Menü Üye Giriş

Şifre Sıfırla · Kayıt Ol

Sosyalistlere düşen acil görev
Ender HELVACIOĞLU



Resim Ekleme

Devrimci bir örgütün (aslında her siyasal örgütün) temel görevi bağımsız bir politik hat çizmektir. Yani döneme uygun devrimci stratejiyi berrak bir biçimde tespit etmektir.

Bu noktada yanlış yapmak yığınakta hata yapmak anlamına gelir; her şeyin sonu değildir ama ağır bir yenilgi yaşamak kaçınılmazdır.

Örneğin Çin Devrimi sürecinde, Mao Zedung ve birkaç arkadaşının itirazlarına karşın, Sovyet devrimi çizgisini aynen tekrar ederek şehir ayaklanmalarına girişen ÇKP ağır bir yenilgi alır, partinin tamamına yakını fiilen tasfiye edilir. Mao Zedung’un geride ne kaldıysa toplayıp Çin’in içlerine, kırsal bölgeye çekilmek amacıyla başlattığı “Uzun Yürüyüş” bir ricattır aslında. Ama o ricat, (Çin’in o günkü koşullarında doğru olan kırlardan kentlere stratejisini benimsediği için) dönmüş dolaşmış, başarılı bir devrimin başlangıcı olmuştur.

Taktik hatalar yapılabilir, irili ufaklı yenilgiler, tahribatlar yaşanabilir, kaçınılmazdır. Hayat o kadar renkli ve bol seçenekli ki, evdeki hesap her zaman çarşıya uymayabilir, normaldir. Aslında taktik hatalar, devrimci örgütün olgunlaşmasına, çelikleşmesine yol açtığı için sonuç olarak iyidir de…

Ama yığınaktaki (stratejideki) hata, bir dönemin ve bir kuşağın kaybı anlamına gelir.

Strateji yanlış ise, istenildiği kadar eylem yapılsın, örgütlenmeye çalışılsın, en donanımlı ve cesur kadrolara sahip olunsun, sonuç yine de hüsran olacaktır.

***

Türkiye sosyalist solunun önemli bir bölümü, Türkiye devriminin yolunun, sosyalistlerin Kürt hareketiyle acil bir ittifakından geçtiği tespiti ve uygulamasıyla ciddi bir stratejik hata yapmıştır.
====
**Görev listesi**
- a) Okuma metnindeki "Sosyalistlere düşen acil" sözcüklerinden başlayıp "devrimin başlangıcı olmuştur." sözcükleri de dahil olmak üzere oraya kadar olan bölümü harfi harfine yeniden yazın.
- b) Okuma metnine göre strateji yanlışsa, ne kadar yapılsa da sonucun hüsran olmasını önleyemeyecek olan şeylerin hepsini sıralayın.
Aşağıdaki listenin okuma metniyle hiçbir ilgisi yoktur.

**Verilen bilgiler**
====
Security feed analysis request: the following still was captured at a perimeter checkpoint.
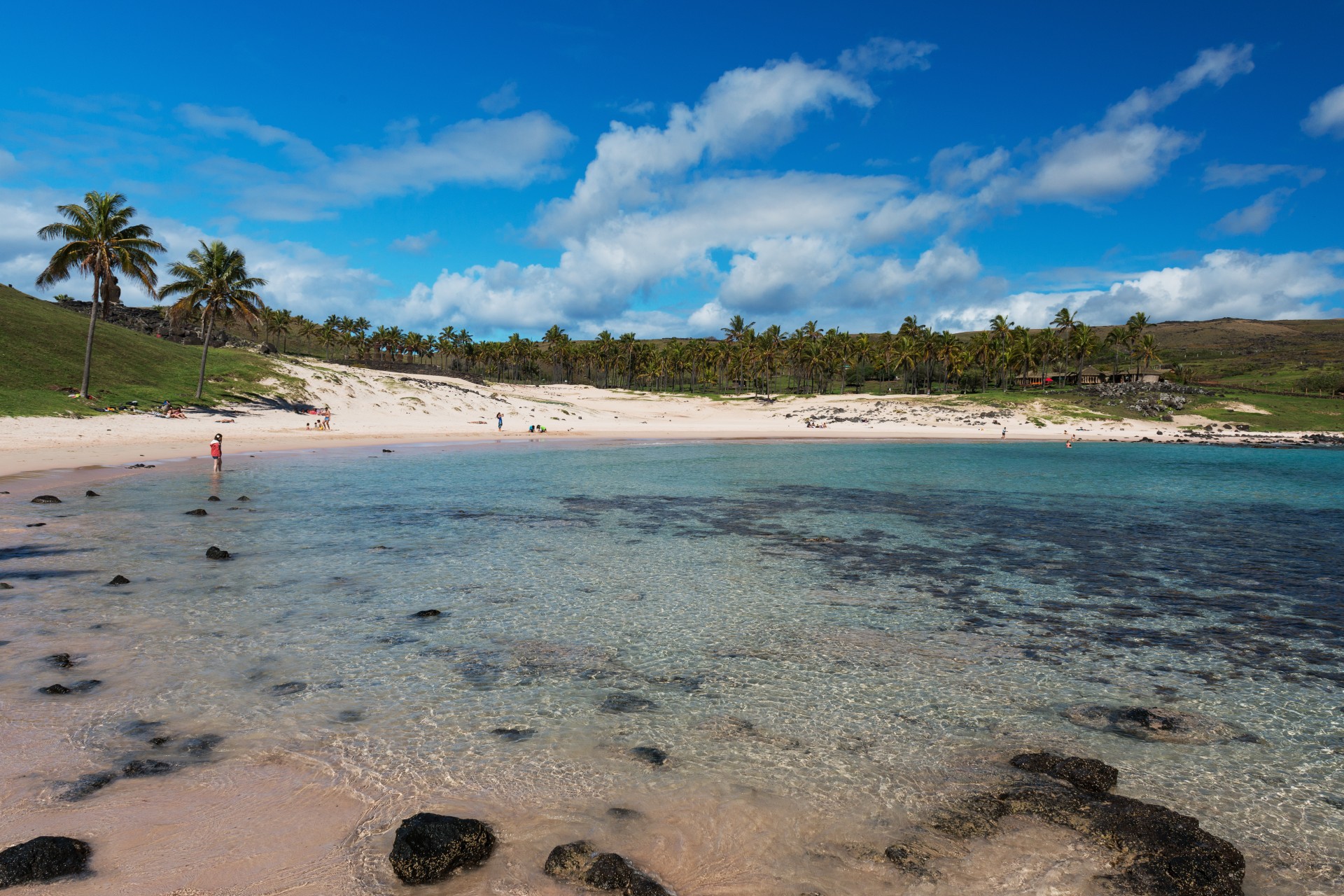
====
**Yanıt listesi**
- a)
Sosyalistlere düşen acil görev
Ender HELVACIOĞLU



Resim Ekleme

Devrimci bir örgütün (aslında her siyasal örgütün) temel görevi bağımsız bir politik hat çizmektir. Yani döneme uygun devrimci stratejiyi berrak bir biçimde tespit etmektir.

Bu noktada yanlış yapmak yığınakta hata yapmak anlamına gelir; her şeyin sonu değildir ama ağır bir yenilgi yaşamak kaçınılmazdır.

Örneğin Çin Devrimi sürecinde, Mao Zedung ve birkaç arkadaşının itirazlarına karşın, Sovyet devrimi çizgisini aynen tekrar ederek şehir ayaklanmalarına girişen ÇKP ağır bir yenilgi alır, partinin tamamına yakını fiilen tasfiye edilir. Mao Zedung’un geride ne kaldıysa toplayıp Çin’in içlerine, kırsal bölgeye çekilmek amacıyla başlattığı “Uzun Yürüyüş” bir ricattır aslında. Ama o ricat, (Çin’in o günkü koşullarında doğru olan kırlardan kentlere stratejisini benimsediği için) dönmüş dolaşmış, başarılı bir devrimin başlangıcı olmuştur.

- b)
- Eylem yapılması
- Örgütlenmeye çalışılması
- En donanımlı ve cesur kadrolara sahip olunması